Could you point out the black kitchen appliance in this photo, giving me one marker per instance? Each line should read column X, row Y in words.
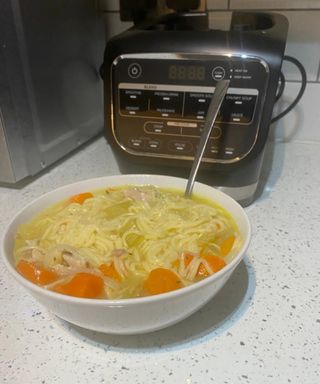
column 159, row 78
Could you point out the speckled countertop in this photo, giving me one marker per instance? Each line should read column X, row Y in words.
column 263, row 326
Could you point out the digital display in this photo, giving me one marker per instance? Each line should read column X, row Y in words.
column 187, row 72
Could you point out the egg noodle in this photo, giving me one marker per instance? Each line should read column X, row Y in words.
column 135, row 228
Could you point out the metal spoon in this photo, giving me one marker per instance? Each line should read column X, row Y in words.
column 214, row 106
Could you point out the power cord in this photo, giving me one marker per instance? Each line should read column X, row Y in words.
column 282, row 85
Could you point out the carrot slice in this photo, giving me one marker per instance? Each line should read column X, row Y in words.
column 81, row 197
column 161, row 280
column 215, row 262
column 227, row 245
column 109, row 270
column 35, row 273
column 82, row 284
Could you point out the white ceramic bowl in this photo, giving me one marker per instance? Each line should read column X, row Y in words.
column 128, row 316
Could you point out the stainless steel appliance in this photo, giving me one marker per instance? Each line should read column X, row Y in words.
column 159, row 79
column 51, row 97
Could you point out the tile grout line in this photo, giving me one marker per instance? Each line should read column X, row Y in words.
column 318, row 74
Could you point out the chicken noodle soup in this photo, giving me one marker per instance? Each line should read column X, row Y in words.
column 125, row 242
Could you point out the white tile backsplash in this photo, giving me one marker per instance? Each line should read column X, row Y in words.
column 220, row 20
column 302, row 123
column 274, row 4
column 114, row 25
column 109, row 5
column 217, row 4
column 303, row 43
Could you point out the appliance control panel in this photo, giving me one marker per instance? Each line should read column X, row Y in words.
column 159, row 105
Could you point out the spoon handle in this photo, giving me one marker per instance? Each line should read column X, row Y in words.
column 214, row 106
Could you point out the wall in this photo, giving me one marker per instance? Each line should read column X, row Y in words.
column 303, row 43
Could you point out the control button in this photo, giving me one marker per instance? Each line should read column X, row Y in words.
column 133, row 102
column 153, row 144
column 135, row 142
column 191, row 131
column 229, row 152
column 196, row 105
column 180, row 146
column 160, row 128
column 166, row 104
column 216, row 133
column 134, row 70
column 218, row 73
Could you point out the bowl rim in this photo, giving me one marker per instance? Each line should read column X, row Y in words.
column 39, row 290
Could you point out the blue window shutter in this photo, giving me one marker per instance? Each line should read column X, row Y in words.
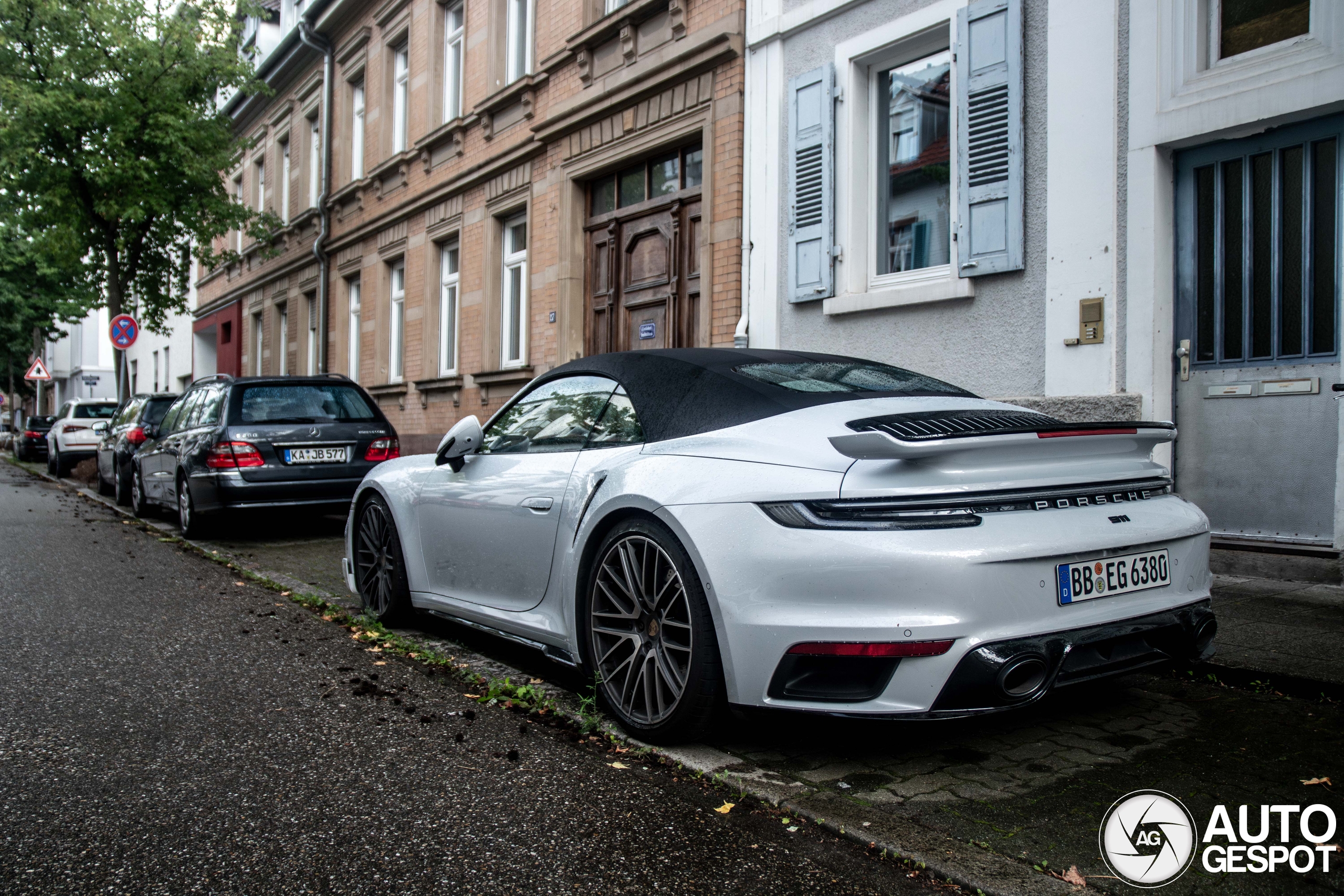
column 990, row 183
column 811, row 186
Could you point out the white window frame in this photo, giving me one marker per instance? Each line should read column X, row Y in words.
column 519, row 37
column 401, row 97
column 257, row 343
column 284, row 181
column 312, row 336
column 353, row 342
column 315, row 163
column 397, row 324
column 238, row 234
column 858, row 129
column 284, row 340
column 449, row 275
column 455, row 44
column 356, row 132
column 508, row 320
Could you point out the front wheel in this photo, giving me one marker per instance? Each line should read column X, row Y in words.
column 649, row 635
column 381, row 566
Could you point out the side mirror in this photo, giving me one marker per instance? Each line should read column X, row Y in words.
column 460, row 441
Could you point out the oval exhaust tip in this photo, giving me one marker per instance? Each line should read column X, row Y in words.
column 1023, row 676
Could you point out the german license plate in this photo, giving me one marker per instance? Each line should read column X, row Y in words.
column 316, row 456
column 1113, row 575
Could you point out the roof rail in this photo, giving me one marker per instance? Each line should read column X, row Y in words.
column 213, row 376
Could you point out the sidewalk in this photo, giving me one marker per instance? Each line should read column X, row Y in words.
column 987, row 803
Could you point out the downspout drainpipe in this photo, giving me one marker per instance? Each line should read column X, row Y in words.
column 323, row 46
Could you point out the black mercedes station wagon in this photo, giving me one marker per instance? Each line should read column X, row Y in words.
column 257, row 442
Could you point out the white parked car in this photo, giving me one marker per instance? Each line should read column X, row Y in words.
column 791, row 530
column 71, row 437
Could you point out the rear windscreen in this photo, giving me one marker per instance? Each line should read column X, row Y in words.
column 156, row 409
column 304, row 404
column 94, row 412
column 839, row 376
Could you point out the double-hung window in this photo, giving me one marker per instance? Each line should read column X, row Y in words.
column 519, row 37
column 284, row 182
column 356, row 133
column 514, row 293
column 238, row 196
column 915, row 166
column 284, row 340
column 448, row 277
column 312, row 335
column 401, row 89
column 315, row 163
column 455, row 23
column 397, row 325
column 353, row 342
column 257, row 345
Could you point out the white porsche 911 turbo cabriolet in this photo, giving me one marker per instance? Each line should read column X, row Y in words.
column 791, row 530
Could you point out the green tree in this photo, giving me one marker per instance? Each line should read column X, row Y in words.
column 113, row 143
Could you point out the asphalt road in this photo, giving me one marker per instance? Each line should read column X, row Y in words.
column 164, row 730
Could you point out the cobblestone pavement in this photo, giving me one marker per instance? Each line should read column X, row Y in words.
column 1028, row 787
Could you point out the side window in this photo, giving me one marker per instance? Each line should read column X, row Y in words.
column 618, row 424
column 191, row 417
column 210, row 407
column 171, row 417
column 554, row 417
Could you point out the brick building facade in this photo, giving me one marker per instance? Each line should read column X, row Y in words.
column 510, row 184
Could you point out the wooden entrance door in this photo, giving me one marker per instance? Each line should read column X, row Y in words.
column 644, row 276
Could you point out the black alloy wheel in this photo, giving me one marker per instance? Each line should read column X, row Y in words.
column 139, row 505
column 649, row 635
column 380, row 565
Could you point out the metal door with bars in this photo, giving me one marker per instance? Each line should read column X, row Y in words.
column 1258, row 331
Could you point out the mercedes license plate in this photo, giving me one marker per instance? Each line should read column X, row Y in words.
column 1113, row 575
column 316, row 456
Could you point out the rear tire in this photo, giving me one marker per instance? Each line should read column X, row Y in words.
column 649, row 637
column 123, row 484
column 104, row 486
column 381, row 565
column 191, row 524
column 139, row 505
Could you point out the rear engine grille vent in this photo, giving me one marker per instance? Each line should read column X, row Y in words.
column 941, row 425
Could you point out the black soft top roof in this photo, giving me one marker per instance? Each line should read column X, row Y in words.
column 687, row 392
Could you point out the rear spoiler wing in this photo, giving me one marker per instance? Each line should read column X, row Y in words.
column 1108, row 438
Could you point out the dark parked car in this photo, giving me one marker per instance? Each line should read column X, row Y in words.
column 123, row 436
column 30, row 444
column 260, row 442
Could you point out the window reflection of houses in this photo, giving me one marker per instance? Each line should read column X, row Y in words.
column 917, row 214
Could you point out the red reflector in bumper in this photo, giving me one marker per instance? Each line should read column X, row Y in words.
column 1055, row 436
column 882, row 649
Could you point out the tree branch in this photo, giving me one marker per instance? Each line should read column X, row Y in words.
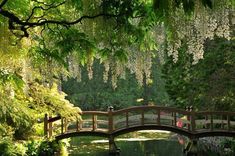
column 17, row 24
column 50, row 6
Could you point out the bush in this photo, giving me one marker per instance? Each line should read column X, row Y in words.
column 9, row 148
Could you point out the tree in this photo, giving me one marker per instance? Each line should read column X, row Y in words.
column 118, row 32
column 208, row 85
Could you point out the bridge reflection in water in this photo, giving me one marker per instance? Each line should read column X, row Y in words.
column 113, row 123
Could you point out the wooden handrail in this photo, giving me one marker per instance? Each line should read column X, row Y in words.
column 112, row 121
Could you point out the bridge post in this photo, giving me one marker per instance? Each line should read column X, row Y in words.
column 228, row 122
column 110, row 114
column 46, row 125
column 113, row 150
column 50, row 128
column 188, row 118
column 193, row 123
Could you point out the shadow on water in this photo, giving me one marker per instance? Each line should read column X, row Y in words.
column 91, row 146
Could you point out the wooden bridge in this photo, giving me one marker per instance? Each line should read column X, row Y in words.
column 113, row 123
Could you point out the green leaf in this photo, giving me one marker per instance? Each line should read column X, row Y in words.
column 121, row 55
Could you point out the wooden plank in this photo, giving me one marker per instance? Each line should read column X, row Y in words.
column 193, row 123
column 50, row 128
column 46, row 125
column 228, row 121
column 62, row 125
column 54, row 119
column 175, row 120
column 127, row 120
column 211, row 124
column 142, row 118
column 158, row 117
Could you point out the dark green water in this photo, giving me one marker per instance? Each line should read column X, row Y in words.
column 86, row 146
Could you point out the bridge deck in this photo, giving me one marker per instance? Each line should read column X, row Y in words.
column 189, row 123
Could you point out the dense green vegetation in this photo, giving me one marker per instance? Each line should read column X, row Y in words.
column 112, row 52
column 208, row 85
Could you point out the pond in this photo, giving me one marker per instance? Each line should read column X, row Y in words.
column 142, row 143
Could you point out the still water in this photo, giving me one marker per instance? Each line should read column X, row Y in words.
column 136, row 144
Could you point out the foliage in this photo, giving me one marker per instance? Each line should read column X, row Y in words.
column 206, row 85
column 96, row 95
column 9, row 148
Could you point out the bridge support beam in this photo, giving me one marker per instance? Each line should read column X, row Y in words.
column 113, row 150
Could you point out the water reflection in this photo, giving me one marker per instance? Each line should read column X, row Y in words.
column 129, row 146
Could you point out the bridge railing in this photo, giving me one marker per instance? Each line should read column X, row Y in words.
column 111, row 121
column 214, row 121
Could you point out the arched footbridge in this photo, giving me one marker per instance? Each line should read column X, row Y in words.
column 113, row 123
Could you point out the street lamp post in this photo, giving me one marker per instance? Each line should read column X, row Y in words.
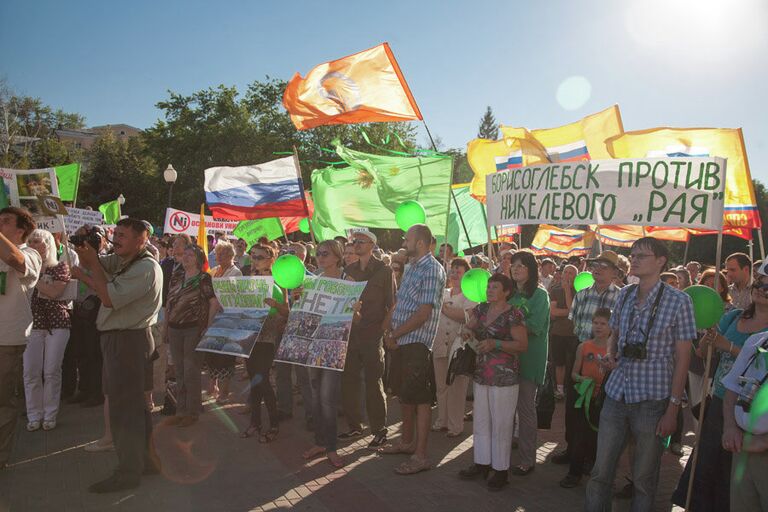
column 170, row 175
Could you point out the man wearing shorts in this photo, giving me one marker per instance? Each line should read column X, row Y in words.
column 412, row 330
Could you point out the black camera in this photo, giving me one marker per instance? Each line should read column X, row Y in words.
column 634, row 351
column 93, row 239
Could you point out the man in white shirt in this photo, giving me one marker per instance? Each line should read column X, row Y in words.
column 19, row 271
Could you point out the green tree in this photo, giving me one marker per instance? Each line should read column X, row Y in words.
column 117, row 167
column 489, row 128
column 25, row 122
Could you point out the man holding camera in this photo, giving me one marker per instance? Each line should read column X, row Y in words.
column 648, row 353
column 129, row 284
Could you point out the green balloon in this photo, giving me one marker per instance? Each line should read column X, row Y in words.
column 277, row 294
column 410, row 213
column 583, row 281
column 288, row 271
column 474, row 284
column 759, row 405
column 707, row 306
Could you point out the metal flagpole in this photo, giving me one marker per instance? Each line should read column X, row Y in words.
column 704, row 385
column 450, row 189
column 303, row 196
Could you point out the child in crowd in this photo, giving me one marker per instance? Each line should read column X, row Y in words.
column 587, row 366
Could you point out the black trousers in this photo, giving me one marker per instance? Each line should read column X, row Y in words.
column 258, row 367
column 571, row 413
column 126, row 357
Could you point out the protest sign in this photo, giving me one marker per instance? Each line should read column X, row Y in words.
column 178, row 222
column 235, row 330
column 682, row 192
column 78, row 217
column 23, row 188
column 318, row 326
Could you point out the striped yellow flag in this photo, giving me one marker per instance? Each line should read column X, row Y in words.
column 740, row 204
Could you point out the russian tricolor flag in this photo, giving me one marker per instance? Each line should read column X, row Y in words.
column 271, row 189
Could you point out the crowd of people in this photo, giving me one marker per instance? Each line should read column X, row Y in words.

*****

:: The task ::
Revise the entries in the stretch from the line containing "Could you point out the metal flagpole" through the end of the entries, replacing "marker" with "pin" and leaving everything else unchanged.

:: Written solution ::
Could you point out the metal flagpole in this photo, giving me one pin per instance? Each line should read column X, row Y in words.
column 704, row 385
column 450, row 189
column 303, row 196
Could you point out the child in crowd in this photo, giving me one pin per instance? Each line should read column X, row Y in words.
column 587, row 366
Could you point out the black trousers in this photo, giving me one pin per instance? Each line should read column X, row Y in words.
column 258, row 367
column 571, row 413
column 126, row 357
Could you point out the protest sign in this photo, giving me one pin per instance? Each line should read column X, row Y in words.
column 178, row 222
column 235, row 330
column 682, row 192
column 78, row 217
column 23, row 188
column 318, row 326
Could you point out the striped yellow flag in this photo, giving me one pin per instance? Each line should read column X, row Y in words.
column 740, row 204
Could you point out the russian tricolor flag in this photo, giving me one pin per instance? Each line should read column X, row Y in words.
column 271, row 189
Could you point out the crowd of people in this photo, giving me one pin per instance? Each line should read column X, row Y in words.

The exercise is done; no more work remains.